▶ EXERCISE REQUIREMENTS: Set down word for word everything in the book review below from "This is a most" down to "symbol and symbolism.".

A Forest of Symbols: Art, Science, and Truth in the Long Nineteenth Century | Leonardo/ISASTwith Arizona State University

A Forest of Symbols: Art, Science, and Truth in the Long Nineteenth Century

A Forest of Symbols: Art, Science, and Truth in the Long Nineteenth Century
by Andrei Pop

Zone Books, NY, NY, 2019
320 pp., illus. 8 col., 80 b/w. Trade, $32.95
ISBN: 978-1935408369.

February 2020

This is a most challenging book on symbols and Symbolism, whose first merit certainly is to thoroughly challenge our usual understanding of both symbol and symbolism. 

Let us start with the latter, the art-historical period at the end of the nineteenth century whose works and authors are often discarded as esoteric, hardly understandable, if not just crazy (Decadentism was and still is one of the synonyms of the Symbolist movement). In this book, Andrei Pop argues that Symbolism is actually a way of thinking, imaging and imagining that continues, yet in a more radical way, some of the fundamental insights and interrogations of the Romantic period. At the end of an increasingly empiricist century, Symbolism thus represents the rejection of “pure” observation and subject-free recording, not in order to praise a wholly subjective way of making sense of the world but as a warning against the illusion that experience and observation can take place without or outside subjectivity.

▶ EXCERPTED DATA:
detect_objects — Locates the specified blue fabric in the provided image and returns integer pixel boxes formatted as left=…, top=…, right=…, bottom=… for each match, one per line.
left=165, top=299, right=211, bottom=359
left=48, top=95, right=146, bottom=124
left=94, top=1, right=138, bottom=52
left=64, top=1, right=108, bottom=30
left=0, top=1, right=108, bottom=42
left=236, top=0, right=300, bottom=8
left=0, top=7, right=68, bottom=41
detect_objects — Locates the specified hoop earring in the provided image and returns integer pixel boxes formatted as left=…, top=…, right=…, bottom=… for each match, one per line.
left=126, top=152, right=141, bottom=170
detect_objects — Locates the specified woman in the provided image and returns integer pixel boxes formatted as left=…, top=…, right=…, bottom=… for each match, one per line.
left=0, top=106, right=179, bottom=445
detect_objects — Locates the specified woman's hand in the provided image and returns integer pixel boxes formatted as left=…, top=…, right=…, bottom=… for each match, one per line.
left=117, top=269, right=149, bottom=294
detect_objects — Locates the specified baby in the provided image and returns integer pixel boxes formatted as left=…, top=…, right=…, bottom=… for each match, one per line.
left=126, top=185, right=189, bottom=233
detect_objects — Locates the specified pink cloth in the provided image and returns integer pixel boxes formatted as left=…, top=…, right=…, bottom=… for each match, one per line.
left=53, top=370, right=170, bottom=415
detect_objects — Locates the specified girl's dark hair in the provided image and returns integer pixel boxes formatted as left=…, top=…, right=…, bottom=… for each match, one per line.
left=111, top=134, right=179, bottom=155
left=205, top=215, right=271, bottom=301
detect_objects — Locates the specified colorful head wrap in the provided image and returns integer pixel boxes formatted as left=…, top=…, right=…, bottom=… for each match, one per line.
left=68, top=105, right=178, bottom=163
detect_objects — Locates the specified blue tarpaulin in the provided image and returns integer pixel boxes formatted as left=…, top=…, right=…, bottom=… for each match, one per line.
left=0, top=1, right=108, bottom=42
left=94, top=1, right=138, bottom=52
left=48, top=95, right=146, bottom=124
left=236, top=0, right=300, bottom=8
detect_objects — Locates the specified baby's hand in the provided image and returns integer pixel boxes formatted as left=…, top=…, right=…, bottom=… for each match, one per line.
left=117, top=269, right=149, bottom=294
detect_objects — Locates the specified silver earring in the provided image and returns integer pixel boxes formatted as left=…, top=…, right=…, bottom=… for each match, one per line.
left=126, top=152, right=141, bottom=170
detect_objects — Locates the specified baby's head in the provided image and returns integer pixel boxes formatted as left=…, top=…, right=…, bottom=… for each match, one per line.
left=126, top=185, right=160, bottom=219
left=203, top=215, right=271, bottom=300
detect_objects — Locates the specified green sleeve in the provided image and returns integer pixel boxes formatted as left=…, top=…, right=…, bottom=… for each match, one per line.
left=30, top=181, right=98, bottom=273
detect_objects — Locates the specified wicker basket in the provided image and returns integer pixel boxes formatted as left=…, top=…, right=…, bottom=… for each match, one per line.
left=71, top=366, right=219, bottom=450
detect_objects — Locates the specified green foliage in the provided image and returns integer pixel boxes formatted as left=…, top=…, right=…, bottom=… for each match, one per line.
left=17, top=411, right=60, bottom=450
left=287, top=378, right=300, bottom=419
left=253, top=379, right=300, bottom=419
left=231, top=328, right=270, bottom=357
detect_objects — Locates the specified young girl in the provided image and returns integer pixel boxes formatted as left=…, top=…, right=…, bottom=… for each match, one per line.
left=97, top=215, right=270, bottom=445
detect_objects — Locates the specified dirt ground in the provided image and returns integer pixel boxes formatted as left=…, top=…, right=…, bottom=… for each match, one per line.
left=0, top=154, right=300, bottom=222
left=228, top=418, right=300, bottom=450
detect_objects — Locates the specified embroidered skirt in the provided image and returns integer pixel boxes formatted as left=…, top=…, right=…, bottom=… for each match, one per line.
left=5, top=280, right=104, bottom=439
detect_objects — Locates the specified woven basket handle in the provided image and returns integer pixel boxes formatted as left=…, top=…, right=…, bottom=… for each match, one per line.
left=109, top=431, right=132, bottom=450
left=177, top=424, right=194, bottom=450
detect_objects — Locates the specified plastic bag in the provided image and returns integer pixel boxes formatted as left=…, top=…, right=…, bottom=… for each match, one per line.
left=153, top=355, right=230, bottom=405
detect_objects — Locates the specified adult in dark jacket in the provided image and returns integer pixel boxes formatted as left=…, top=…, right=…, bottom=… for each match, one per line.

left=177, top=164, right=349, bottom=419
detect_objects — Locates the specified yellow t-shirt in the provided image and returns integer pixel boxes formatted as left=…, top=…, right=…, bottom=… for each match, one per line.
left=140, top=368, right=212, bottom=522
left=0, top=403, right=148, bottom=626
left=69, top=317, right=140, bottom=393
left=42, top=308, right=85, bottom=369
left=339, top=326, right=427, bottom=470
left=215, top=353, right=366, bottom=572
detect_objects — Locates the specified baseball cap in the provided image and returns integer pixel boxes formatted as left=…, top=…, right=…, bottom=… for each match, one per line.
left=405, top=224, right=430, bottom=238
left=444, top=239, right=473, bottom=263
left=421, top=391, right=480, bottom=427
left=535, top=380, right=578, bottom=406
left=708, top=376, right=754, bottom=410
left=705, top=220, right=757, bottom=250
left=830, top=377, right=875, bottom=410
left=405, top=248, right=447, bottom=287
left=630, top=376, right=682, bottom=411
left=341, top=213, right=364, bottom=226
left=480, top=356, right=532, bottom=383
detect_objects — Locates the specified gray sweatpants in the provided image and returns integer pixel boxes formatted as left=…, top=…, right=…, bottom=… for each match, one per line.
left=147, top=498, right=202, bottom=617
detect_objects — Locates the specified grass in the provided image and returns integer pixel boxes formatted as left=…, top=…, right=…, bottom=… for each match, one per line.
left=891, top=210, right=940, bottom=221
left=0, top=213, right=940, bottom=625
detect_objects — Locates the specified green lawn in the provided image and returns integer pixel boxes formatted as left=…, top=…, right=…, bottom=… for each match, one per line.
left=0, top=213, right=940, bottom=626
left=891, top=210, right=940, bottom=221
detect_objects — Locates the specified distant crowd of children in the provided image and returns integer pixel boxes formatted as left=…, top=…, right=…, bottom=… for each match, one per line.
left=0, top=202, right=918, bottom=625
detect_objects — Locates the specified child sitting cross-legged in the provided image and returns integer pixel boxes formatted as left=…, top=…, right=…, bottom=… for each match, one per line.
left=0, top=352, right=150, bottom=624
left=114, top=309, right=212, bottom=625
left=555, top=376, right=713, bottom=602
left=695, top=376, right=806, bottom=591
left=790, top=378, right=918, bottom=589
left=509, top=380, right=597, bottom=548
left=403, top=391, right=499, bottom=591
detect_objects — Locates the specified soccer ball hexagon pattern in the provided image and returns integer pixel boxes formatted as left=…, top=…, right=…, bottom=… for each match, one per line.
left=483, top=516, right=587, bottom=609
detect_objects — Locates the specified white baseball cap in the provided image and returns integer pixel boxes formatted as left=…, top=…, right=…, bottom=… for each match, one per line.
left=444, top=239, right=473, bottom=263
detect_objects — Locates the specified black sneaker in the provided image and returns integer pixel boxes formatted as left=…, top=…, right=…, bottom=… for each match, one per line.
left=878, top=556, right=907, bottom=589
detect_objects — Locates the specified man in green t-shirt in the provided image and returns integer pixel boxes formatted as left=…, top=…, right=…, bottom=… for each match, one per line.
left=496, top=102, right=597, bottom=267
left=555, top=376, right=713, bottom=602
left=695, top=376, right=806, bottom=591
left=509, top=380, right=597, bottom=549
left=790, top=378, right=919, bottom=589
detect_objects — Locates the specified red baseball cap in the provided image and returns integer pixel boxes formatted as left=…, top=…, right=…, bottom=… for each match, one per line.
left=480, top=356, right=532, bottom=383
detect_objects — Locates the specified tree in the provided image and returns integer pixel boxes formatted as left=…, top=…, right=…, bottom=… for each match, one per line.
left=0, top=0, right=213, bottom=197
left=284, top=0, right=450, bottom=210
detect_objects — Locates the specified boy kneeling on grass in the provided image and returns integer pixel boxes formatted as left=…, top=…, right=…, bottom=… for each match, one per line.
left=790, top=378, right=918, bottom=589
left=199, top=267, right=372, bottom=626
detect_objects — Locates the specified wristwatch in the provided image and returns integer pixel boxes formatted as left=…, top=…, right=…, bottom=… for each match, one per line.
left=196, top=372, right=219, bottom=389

--

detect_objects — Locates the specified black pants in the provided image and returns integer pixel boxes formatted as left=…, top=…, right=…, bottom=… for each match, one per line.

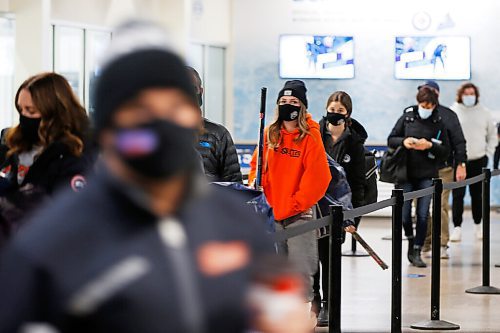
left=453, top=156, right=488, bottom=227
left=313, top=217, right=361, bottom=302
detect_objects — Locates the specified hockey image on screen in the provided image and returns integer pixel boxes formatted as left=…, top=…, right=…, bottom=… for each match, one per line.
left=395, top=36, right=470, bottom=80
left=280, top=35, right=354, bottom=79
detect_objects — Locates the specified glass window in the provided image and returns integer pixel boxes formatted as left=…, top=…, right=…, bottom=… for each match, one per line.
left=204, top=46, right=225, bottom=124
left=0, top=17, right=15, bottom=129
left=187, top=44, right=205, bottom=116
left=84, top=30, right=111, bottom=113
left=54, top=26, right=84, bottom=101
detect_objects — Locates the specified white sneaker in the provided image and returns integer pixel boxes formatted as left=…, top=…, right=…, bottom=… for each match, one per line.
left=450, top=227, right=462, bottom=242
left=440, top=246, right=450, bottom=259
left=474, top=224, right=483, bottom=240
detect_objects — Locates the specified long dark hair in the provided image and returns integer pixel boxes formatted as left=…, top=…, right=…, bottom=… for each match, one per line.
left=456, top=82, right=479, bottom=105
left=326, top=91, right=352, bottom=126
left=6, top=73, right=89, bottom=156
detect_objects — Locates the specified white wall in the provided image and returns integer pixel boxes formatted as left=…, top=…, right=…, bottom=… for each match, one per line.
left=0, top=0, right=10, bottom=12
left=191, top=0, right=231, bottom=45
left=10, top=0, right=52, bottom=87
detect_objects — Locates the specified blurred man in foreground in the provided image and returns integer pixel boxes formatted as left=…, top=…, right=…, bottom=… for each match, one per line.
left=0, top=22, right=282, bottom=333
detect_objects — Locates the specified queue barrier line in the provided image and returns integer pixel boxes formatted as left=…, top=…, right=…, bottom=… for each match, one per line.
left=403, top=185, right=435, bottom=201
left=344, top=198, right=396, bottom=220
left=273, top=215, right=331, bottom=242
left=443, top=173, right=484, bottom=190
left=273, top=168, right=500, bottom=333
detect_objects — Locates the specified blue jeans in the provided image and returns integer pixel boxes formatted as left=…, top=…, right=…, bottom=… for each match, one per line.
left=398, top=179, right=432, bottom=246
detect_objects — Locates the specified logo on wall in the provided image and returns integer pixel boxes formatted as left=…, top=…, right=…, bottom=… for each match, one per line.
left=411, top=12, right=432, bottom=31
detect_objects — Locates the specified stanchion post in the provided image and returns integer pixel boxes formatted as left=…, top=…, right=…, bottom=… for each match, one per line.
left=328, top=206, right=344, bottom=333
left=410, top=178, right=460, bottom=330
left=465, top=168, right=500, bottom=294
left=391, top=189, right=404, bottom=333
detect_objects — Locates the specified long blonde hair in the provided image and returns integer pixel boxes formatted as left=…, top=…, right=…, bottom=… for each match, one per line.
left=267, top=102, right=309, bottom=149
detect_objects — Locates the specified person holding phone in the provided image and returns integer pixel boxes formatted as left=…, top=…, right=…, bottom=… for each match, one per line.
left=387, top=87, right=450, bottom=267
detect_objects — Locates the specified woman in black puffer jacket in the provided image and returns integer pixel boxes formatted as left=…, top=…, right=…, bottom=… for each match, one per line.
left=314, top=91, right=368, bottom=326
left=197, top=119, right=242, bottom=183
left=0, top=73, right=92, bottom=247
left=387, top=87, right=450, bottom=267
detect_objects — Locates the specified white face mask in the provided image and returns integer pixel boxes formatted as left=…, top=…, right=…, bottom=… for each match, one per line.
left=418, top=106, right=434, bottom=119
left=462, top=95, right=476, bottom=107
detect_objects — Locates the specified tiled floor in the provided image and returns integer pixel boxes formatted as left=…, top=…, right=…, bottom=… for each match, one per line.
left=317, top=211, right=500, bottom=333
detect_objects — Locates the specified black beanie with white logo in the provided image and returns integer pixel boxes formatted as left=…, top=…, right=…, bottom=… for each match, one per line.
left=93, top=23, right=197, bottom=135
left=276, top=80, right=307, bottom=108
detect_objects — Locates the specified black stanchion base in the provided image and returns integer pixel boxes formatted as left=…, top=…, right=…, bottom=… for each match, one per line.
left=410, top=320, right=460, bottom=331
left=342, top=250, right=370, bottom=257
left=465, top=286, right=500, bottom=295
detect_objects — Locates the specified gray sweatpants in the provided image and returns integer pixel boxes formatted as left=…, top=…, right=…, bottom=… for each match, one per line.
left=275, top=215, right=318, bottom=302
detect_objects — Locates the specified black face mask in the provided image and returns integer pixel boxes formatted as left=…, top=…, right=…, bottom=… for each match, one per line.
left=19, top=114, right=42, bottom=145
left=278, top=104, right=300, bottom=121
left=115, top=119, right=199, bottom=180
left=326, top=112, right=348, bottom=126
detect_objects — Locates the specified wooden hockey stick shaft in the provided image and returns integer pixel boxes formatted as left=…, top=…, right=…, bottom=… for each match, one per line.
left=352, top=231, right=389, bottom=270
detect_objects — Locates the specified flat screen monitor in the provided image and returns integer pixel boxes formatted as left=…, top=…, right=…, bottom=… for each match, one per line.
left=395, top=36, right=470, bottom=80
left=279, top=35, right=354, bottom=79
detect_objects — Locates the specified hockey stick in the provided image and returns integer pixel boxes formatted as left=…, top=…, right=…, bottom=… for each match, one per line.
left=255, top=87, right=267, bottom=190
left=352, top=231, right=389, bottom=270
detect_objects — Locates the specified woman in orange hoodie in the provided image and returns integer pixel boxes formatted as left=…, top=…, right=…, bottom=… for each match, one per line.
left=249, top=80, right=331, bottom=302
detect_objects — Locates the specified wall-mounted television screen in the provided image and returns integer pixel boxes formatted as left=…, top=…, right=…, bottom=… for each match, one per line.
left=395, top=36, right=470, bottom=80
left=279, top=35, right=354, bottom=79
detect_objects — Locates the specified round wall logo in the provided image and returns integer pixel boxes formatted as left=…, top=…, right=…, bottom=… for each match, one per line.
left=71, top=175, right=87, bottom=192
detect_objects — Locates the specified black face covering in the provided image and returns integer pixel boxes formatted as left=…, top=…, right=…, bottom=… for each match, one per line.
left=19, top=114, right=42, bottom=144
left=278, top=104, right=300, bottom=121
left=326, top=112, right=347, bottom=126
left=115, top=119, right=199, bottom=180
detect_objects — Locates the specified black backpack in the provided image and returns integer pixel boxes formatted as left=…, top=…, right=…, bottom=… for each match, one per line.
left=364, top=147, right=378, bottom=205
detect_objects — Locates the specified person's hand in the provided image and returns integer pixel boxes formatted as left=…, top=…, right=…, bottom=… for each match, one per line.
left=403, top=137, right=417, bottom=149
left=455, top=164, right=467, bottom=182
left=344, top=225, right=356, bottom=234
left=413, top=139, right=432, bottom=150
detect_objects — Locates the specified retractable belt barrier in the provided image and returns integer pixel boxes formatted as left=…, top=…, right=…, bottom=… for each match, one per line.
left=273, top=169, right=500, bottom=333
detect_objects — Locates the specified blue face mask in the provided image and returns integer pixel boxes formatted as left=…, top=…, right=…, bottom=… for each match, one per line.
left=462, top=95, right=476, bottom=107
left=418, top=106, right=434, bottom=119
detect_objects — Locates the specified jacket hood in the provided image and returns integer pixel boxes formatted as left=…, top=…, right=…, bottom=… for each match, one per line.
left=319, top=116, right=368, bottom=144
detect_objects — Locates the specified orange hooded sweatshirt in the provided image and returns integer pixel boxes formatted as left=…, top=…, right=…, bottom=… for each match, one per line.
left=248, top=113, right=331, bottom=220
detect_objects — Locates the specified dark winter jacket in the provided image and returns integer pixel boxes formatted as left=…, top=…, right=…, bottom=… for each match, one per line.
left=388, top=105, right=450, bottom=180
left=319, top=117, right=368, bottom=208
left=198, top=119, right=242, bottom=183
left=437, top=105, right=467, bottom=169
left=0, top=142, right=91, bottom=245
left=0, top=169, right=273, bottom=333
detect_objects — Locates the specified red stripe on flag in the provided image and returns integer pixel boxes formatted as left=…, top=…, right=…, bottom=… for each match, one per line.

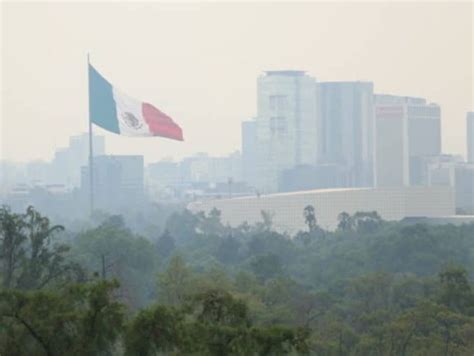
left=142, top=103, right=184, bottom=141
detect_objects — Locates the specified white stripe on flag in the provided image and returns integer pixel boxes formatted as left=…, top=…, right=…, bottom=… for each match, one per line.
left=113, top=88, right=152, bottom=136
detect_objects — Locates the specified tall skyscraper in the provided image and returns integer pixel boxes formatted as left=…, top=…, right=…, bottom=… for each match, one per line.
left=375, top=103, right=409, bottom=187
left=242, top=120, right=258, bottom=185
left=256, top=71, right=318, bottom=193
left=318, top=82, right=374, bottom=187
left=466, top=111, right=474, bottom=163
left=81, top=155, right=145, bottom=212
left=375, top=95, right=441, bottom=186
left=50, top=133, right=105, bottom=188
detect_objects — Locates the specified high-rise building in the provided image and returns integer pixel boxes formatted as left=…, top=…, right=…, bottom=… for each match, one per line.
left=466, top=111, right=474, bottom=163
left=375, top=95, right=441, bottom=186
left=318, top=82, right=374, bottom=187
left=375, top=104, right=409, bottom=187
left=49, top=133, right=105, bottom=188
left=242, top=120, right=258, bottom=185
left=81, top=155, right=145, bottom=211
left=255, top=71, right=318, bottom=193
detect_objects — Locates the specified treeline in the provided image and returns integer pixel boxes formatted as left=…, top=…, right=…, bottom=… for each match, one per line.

▶ FINISHED ANSWER:
This is a most challenging book on symbols and Symbolism, whose first merit certainly is to thoroughly challenge our usual understanding of both symbol and symbolism.